* [SOURCE PASSAGE]
* Start *

Troubleshooting & Analysis
Two cartridges, one cart, and forty seconds of standing there like an idiot
I was at the shelf with the little Canon-branded box in one hand and the third-party one in the other, doing the math out loud in the aisle. The genuine Canon 245 high-yield was running close to $34. The compatible 245XL — same XL claim, same printer, my PIXMA MG2924 — was about half that. And I just stood there. Because here's the thing nobody tells you: it's not the money that stops you. It's the fear that the cheap one bricks the printer, or floods a page with streaks, or the machine throws that smug little "non-genuine cartridge" warning and refuses to play.
I'd been burned before by a no-name cartridge on an old Brother, so I wasn't feeling brave. But I bought the compatible anyway. Partly stubbornness. Partly because I print maybe twice a week — return labels, a kid's homework, the occasional boarding pass — and paying brand-name markup to print a Spirit Airlines confirmation felt insane. So I took it home. Here's how it actually went.

* End *

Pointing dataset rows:
* Start *

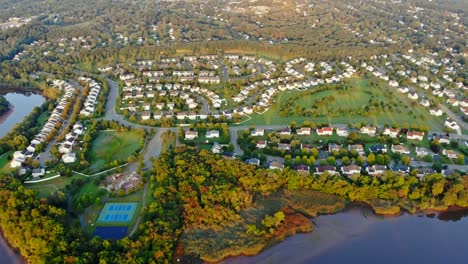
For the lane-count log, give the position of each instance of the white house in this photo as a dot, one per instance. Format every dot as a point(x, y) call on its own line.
point(342, 132)
point(450, 154)
point(415, 135)
point(212, 134)
point(400, 149)
point(350, 170)
point(435, 112)
point(69, 157)
point(36, 173)
point(325, 131)
point(421, 152)
point(391, 132)
point(191, 135)
point(375, 170)
point(261, 144)
point(370, 131)
point(257, 132)
point(303, 131)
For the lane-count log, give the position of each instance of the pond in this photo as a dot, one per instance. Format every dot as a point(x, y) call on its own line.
point(21, 105)
point(358, 236)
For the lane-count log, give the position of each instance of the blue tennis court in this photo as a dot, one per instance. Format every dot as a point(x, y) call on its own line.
point(111, 232)
point(117, 213)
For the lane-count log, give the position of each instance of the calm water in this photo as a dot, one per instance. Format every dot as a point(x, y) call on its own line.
point(357, 236)
point(23, 105)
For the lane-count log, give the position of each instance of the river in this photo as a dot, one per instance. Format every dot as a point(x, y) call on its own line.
point(358, 236)
point(22, 105)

* End *

* [WRITTEN EXERCISE 1] In the cartridge story, which printer model does the writer own?
* [WRITTEN EXERCISE 2] Rewrite everything in the cartridge story from "I'd been burned" down to "it actually went.", replacing "Brother" with "Epson".
* [WRITTEN EXERCISE 3] Carry the cartridge story on past its last sentence.
The rows aren't needed for anything here.

* [TASK RESPONSE 1] A Canon PIXMA MG2924.

* [TASK RESPONSE 2]
I'd been burned before by a no-name cartridge on an old Epson, so I wasn't feeling brave. But I bought the compatible anyway. Partly stubbornness. Partly because I print maybe twice a week — return labels, a kid's homework, the occasional boarding pass — and paying brand-name markup to print a Spirit Airlines confirmation felt insane. So I took it home. Here's how it actually went.

* [TASK RESPONSE 3]
The price gap is the whole reason you're reading this
Let's be blunt about the numbers, because that's what you came for. OEM 245-class ink hovers around $30–$34 a cartridge depending on the day and the retailer. The compatible 245XL I grabbed was right around $17. That's roughly half. If you replace black ink three or four times a year — which is normal for a light-to-moderate home user — you're looking at a real swing. Call it $50 to $60 a year staying in your pocket instead of going to a cartridge that does, functionally, the same job. Over the life of a printer you bought for under a hundred bucks, that math gets silly fast. You'd spend more on ink than the machine in a single year if you stayed OEM.
Install: it clicked, and that click matters more than you'd think
Putting it in was uneventful, which is exactly what you want. I lifted the cover, waited for the carriage to slide over and stop — don't rush it, let the printer move it on its own — and pressed the tab to pop the old cartridge loose. The new one came wrapped with that orange-ish protective tape over the contacts and the vent. Peel ALL of it. I've seen people leave a sliver on the bottom and then panic when nothing prints. Then I seated it.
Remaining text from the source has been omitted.